## PROBLEM TO WORK ON
Give back exactly the lines from the one that includes "Target: elderly man's face" to the last line below, both included, and no further lines.
Start of MATERIAL FOR THIS TASK
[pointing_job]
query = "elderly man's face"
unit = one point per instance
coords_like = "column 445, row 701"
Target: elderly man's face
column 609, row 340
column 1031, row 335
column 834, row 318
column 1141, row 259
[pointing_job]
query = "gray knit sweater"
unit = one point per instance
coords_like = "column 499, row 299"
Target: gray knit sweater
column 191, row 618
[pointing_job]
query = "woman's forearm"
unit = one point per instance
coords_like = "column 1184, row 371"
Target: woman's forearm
End of MATERIAL FOR THIS TASK
## EXERCISE SOLUTION
Target: elderly man's face
column 609, row 340
column 1031, row 335
column 834, row 318
column 1141, row 259
[pointing_job]
query = "gray knit sweater"
unit = one point per instance
coords_like = "column 499, row 299"
Target: gray knit sweater
column 191, row 618
[pointing_job]
query = "woman's forearm"
unit = one point per instance
coords_like = "column 1184, row 371"
Target: woman's forearm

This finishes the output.